## Exercise 1
In the passage on openness and relationships, at what age did the writer become openly gay?
## Exercise 2
Summarize the passage on openness and relationships in two sentences.
## Exercise 3
Carry on the passage on openness and relationships from the point where it stops.
-- Source extract follows --
Before all else, I would make it my prime intention to know that the attitude I have is greatly influential in how I'm received by others. Past experiences, however unpleasant, never dictate future experiences unless we're anticipating more and more bad experiences. We're never at the mercy of others' perceptions of us unless we decide to be. The more solid and OK you are about your relationships, the more solid and OK you will perceive that other people are about your relationships. It doesn't matter if they are or aren't. What matters is your experience. Focus on you being OK and at peace about your relationships and you will see that peace reflected in your experiences with others. The particulars are just noise and frustrations.

That's what I would do.
 
I'm Openly Everything...

I've been openly gay since I was 14, openly atheist since I was 21, and openly poly since I was 21 as well. I'm the type of person who doesn't hide. What you see is what you get, and screw anyone who has a problem with it.

BUT-- I am also a liberal political writer/editor for a living. So, there's that. I don't have to worry about losing my job or anything of that nature over this.
-- Source extract concluded --
-- Study material follows --
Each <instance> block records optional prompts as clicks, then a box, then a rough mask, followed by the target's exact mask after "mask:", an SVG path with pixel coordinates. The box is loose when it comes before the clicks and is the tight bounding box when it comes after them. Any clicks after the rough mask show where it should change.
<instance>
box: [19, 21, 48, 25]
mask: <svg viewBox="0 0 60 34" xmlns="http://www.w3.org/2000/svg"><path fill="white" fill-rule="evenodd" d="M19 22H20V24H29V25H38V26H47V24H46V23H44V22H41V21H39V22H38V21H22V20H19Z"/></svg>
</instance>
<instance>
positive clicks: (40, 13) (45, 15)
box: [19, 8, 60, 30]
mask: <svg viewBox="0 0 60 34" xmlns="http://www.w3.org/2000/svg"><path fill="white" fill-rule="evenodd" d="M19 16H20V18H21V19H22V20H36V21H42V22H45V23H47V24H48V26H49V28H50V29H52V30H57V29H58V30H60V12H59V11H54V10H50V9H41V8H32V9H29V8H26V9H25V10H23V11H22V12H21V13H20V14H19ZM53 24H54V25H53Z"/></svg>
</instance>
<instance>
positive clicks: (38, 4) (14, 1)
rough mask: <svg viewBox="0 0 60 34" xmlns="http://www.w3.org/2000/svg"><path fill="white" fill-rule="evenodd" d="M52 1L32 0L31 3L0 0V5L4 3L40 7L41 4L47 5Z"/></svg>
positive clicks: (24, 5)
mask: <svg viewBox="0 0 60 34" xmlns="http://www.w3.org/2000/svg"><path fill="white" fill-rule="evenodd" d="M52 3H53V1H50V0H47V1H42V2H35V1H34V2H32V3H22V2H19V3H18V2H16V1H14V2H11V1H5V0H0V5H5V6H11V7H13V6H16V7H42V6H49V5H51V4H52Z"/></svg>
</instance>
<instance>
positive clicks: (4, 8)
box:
-- Study material concluded --
## Task answer 1
At 14.

## Task answer 2
The passage holds that one's attitude strongly influences how one is received by others, and that focusing on being at peace about one's relationships causes that peace to be reflected in experiences with others. The writer has been openly gay since age 14 and openly atheist and poly since 21, and, working as a liberal political writer/editor, does not have to worry about losing that job over this.

## Task answer 3
I'd say keep it under your hat if you fear severe life consequences that you would rather not have to deal with.
 
I very much doubt that I would loose my job over being open. But my boys are reluctant. In boyfriend's country, it could be potentionally dangerous to be open. After two years, the secrecy has starting to wear on all of us. We are still not sure how to do things.
 
To people that know us yes, took my sister by surprise, but then I have always been a rebel. it is fun in a store. Had some dirty looks by women when I had two women all over me... their husbands on the other hand....
 
I just live my life out in the open.

Unless someone is paying my bills they can keep their opinions to themselves.
 
I am completely open and out. No hiding here. We are definitely out to medical professionals as well, as I have been to doctor appointments with both of my husbands. I am just matter-of-fact about it and don't act as if it is something that I think others will judge me for - this is me and I make no apologies. I don't have to and I never will.
 
Thank you for everyone who posted! My family has basically disowned me for being poly so it's very hard for me to come out to people I guess. I don't think I've actually had a decent reaction yet
 
Not everyone is thrilled with my choices either. I figure it's ok for them to judge me, but I don't allow them to pass judgment on me. They don't get to be that sanctimonious. I'm doing what I feel is best for me. If they disagree and don't like it - that's on them. I have lost relationships with friends and members of my family as well. My extended family is highly conservative and Catholic. Like, women have to be covered and the mass is in Latin type of Catholic.

It's awfully sad that people want to only know the fictional me - who they believe I am and want me to be. Not the true me. I am not angry at my family, just disappointed that the real them are such jerkfaces.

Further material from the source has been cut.